_YOUR ASSIGNMENT_: Each record is to be printed again exactly, though not its pictures.

[THE RECORDS]

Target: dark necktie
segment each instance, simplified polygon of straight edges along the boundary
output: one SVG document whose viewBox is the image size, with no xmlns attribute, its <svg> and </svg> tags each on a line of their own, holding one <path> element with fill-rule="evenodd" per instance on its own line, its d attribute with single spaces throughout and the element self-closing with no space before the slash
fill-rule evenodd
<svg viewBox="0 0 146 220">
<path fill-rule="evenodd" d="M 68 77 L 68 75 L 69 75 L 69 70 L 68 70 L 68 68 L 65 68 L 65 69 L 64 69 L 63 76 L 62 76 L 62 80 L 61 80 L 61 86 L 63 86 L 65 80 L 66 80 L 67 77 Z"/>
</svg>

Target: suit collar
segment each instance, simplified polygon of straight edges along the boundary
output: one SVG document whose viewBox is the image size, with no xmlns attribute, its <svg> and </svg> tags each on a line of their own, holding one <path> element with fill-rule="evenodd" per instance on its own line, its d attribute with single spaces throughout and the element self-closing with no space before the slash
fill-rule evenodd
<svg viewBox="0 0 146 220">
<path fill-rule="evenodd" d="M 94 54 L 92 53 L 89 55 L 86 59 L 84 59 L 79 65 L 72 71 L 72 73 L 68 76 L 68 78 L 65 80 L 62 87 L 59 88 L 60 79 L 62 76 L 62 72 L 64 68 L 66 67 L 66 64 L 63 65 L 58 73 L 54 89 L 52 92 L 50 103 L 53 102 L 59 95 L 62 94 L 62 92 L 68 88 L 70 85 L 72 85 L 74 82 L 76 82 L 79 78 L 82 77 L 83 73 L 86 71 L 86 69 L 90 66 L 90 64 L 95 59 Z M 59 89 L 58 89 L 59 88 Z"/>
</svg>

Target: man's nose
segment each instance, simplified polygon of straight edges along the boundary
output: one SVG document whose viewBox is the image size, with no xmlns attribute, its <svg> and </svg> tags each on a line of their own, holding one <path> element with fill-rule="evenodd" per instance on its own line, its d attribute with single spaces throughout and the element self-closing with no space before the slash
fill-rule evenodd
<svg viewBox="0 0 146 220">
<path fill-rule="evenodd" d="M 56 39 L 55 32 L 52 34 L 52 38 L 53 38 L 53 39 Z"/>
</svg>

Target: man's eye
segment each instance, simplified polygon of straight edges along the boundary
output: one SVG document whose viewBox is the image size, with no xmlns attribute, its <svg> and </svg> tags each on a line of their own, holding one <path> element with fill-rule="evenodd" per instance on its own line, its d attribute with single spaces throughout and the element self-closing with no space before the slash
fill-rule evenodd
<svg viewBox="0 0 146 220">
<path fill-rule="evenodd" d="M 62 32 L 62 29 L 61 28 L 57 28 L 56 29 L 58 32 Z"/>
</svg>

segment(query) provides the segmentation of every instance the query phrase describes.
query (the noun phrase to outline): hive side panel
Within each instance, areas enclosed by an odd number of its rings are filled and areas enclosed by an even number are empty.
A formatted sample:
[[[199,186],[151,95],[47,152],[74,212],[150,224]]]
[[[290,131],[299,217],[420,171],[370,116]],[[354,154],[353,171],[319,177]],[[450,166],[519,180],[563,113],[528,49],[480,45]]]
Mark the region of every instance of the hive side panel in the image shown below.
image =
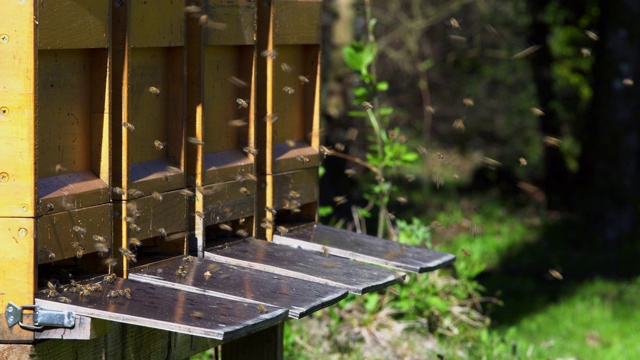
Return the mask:
[[[38,1],[38,48],[108,47],[110,9],[110,1]]]
[[[273,0],[274,44],[319,44],[322,0]]]
[[[183,1],[129,0],[129,45],[131,47],[182,46],[184,44]]]

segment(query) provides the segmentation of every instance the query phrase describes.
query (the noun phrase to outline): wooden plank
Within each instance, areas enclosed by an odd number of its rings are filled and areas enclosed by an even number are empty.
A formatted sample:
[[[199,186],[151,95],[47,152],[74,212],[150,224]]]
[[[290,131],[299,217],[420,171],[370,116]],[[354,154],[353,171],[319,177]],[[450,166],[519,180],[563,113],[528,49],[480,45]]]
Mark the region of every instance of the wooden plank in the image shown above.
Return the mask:
[[[118,278],[89,295],[63,293],[71,303],[47,300],[39,294],[36,305],[77,315],[151,327],[159,330],[231,340],[273,326],[287,317],[287,310],[273,306],[195,294]],[[111,291],[129,289],[130,297],[110,297]]]
[[[222,345],[225,360],[281,360],[283,354],[283,325],[230,341]]]
[[[273,0],[273,42],[319,44],[322,37],[322,0]]]
[[[192,276],[176,276],[179,266],[190,266]],[[208,273],[209,275],[205,275]],[[347,291],[289,276],[185,257],[139,266],[129,279],[233,300],[257,302],[289,309],[299,319],[347,296]]]
[[[273,173],[283,173],[307,168],[317,168],[320,165],[320,154],[317,148],[307,146],[306,143],[295,142],[293,146],[287,144],[273,145]]]
[[[204,256],[212,261],[340,287],[355,294],[385,288],[404,276],[381,267],[254,239],[210,248]]]
[[[239,150],[204,155],[203,185],[237,180],[238,177],[253,173],[252,159]]]
[[[273,242],[415,273],[448,266],[456,259],[451,254],[320,224],[291,228],[286,234],[274,235]]]
[[[206,45],[252,45],[256,5],[251,0],[209,0],[204,25]]]
[[[127,202],[124,216],[131,217],[133,223],[127,224],[123,243],[127,243],[129,237],[143,240],[162,236],[161,229],[165,235],[186,231],[187,201],[191,199],[181,191],[170,191],[160,195],[162,200],[151,195]]]
[[[109,202],[109,186],[91,171],[38,179],[38,215],[50,215]]]
[[[0,11],[0,216],[35,215],[34,2]]]
[[[111,2],[38,1],[38,48],[107,48]]]
[[[184,2],[128,0],[129,46],[184,45]]]
[[[318,201],[318,168],[273,175],[273,208],[295,208]]]
[[[0,218],[0,309],[9,302],[17,306],[33,304],[35,292],[35,221]],[[27,320],[25,320],[27,321]],[[30,342],[33,332],[0,321],[0,342]]]
[[[103,204],[36,219],[38,264],[75,257],[82,264],[82,256],[95,252],[96,244],[111,248],[112,212],[111,204]]]
[[[254,216],[256,182],[229,181],[203,187],[205,226]]]
[[[111,54],[91,51],[91,171],[111,184]]]
[[[202,103],[203,103],[203,41],[200,16],[202,15],[202,1],[194,1],[199,11],[187,13],[185,18],[186,45],[186,136],[203,139],[202,133]],[[185,154],[185,169],[189,186],[202,186],[202,146],[187,146]]]
[[[37,340],[90,340],[109,333],[109,322],[100,319],[92,319],[87,316],[76,316],[76,324],[72,329],[45,328],[35,333]]]
[[[176,163],[167,158],[149,160],[129,165],[129,184],[126,198],[150,195],[154,191],[165,192],[185,186],[184,172],[176,167]],[[169,168],[171,167],[171,168]],[[136,193],[135,190],[139,191]],[[113,195],[115,199],[120,197]]]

[/THE RECORDS]

_COMPLETED EXERCISE_:
Target: dark necktie
segment each instance, simplified polygon of straight edges along the boundary
output: one SVG document whose viewBox is the image size, with no xmlns attribute, its <svg> and </svg> tags each on a line of their own, holding one <path> element with fill-rule="evenodd" per instance on its own line, its d attribute with single spaces throughout and the element self-closing with no space before the slash
fill-rule evenodd
<svg viewBox="0 0 146 220">
<path fill-rule="evenodd" d="M 68 77 L 68 75 L 69 75 L 69 70 L 68 70 L 68 68 L 65 68 L 65 69 L 64 69 L 63 76 L 62 76 L 62 80 L 61 80 L 61 86 L 63 86 L 65 80 L 66 80 L 67 77 Z"/>
</svg>

Target: suit collar
segment each instance, simplified polygon of straight edges along the boundary
output: one SVG document whose viewBox is the image size, with no xmlns attribute, its <svg> and </svg> tags each on a line of their own, holding one <path> element with fill-rule="evenodd" per instance on its own line, its d attribute with single spaces throughout and the element self-closing with no space before the slash
fill-rule evenodd
<svg viewBox="0 0 146 220">
<path fill-rule="evenodd" d="M 94 54 L 92 53 L 89 55 L 86 59 L 84 59 L 79 65 L 72 71 L 72 73 L 68 76 L 68 78 L 65 80 L 62 87 L 59 88 L 60 79 L 62 76 L 62 72 L 64 68 L 66 67 L 66 64 L 63 65 L 58 73 L 54 89 L 52 92 L 50 103 L 53 102 L 59 95 L 62 94 L 62 92 L 68 88 L 70 85 L 72 85 L 74 82 L 76 82 L 79 78 L 82 77 L 83 73 L 86 71 L 86 69 L 90 66 L 90 64 L 95 59 Z M 59 89 L 58 89 L 59 88 Z"/>
</svg>

Target: man's nose
segment each instance, simplified polygon of straight edges along the boundary
output: one SVG document whose viewBox is the image size, with no xmlns attribute, its <svg> and </svg> tags each on a line of their own, holding one <path> element with fill-rule="evenodd" per instance on its own line, its d attribute with single spaces throughout and the element self-closing with no space before the slash
fill-rule evenodd
<svg viewBox="0 0 146 220">
<path fill-rule="evenodd" d="M 56 39 L 55 32 L 52 34 L 52 38 L 53 38 L 53 39 Z"/>
</svg>

Target: man's eye
segment each instance, simplified polygon of straight edges along the boundary
output: one SVG document whose viewBox is the image size, with no xmlns attribute, its <svg> and </svg> tags each on a line of their own, holding one <path> element with fill-rule="evenodd" per instance on its own line, its d attribute with single spaces throughout and the element self-closing with no space before the slash
fill-rule evenodd
<svg viewBox="0 0 146 220">
<path fill-rule="evenodd" d="M 62 32 L 62 29 L 61 28 L 57 28 L 56 29 L 58 32 Z"/>
</svg>

segment(query) provides the segmentation of every instance the query phrase describes.
query (the noun phrase to outline): hive side panel
Within each instance, areas enclosed by an odd number of its rings are filled and areas enclosed by an even number are empty.
A formatted sample:
[[[199,186],[151,95],[47,152],[74,212],[150,224]]]
[[[290,131],[299,217],[420,171],[370,116]],[[354,154],[353,171],[319,177]],[[450,166],[519,180],[563,113],[528,49],[480,45]]]
Mark the region of every instance of the hive side panel in the image shown below.
image =
Return the mask:
[[[38,1],[38,48],[108,47],[110,9],[110,1]]]
[[[273,0],[274,44],[319,44],[322,0]]]
[[[183,1],[129,0],[129,45],[131,47],[182,46],[184,44]]]

segment(query) provides the segmentation of every instance the query phrase describes.
query (the noun phrase to outline): wooden plank
Within each instance, areas enclosed by an odd number of its rings are filled and areas enclosed by an even number are empty.
A formatted sample:
[[[199,186],[151,95],[47,152],[74,212],[150,224]]]
[[[290,131],[299,217],[420,171],[370,116]],[[354,154],[353,171],[319,177]],[[450,166],[519,180],[563,113],[528,49],[480,45]]]
Mark the region of every instance of the wooden plank in the image shown above.
Return the mask:
[[[118,278],[89,295],[63,293],[71,303],[47,300],[39,294],[36,305],[77,315],[151,327],[159,330],[231,340],[273,326],[287,317],[287,310],[273,306],[195,294]],[[111,291],[129,289],[130,297],[110,297]]]
[[[222,345],[225,360],[281,360],[283,354],[283,325],[230,341]]]
[[[273,0],[273,42],[319,44],[322,37],[322,0]]]
[[[192,276],[176,276],[179,266],[190,266]],[[208,273],[209,275],[205,275]],[[347,291],[289,276],[185,257],[139,266],[129,279],[233,300],[257,302],[289,309],[299,319],[347,296]]]
[[[273,173],[283,173],[307,168],[317,168],[320,165],[320,154],[317,148],[307,146],[306,143],[295,142],[293,146],[287,144],[273,145]]]
[[[204,256],[212,261],[340,287],[355,294],[385,288],[404,276],[381,267],[254,239],[210,248]]]
[[[239,150],[204,155],[203,185],[237,180],[238,177],[253,173],[252,159]]]
[[[273,242],[415,273],[448,266],[456,259],[451,254],[320,224],[291,228],[286,234],[274,235]]]
[[[206,45],[252,45],[256,5],[251,0],[209,0],[204,25]]]
[[[127,202],[124,216],[131,217],[133,223],[127,224],[123,243],[127,243],[129,237],[143,240],[162,236],[161,229],[165,235],[186,231],[187,201],[191,199],[181,191],[170,191],[160,195],[162,200],[151,195]]]
[[[109,202],[109,186],[91,171],[38,179],[38,215],[50,215]]]
[[[0,11],[0,216],[35,215],[34,2]]]
[[[111,2],[38,1],[38,48],[107,48]]]
[[[184,2],[128,0],[129,46],[184,45]]]
[[[318,201],[318,168],[273,175],[273,208],[295,208]]]
[[[0,218],[0,309],[9,302],[17,306],[33,304],[35,292],[35,221]],[[27,320],[25,320],[27,321]],[[30,342],[33,332],[0,321],[0,342]]]
[[[103,204],[36,219],[38,264],[75,257],[82,264],[82,256],[95,252],[96,244],[111,248],[112,212],[111,204]]]
[[[254,216],[256,182],[229,181],[203,187],[205,226]]]
[[[111,54],[91,51],[91,171],[111,184]]]
[[[202,103],[203,103],[203,41],[200,16],[202,15],[202,1],[194,1],[199,11],[187,13],[185,18],[186,45],[186,136],[203,139],[202,133]],[[185,154],[185,169],[189,186],[202,186],[202,146],[187,146]]]
[[[37,340],[90,340],[109,333],[109,322],[100,319],[92,319],[87,316],[76,316],[76,324],[72,329],[45,328],[35,333]]]
[[[176,163],[167,158],[149,160],[129,165],[129,184],[126,198],[150,195],[154,191],[165,192],[185,186],[184,172],[176,167]],[[169,168],[171,167],[171,168]],[[136,193],[135,190],[139,191]],[[113,195],[115,199],[120,197]]]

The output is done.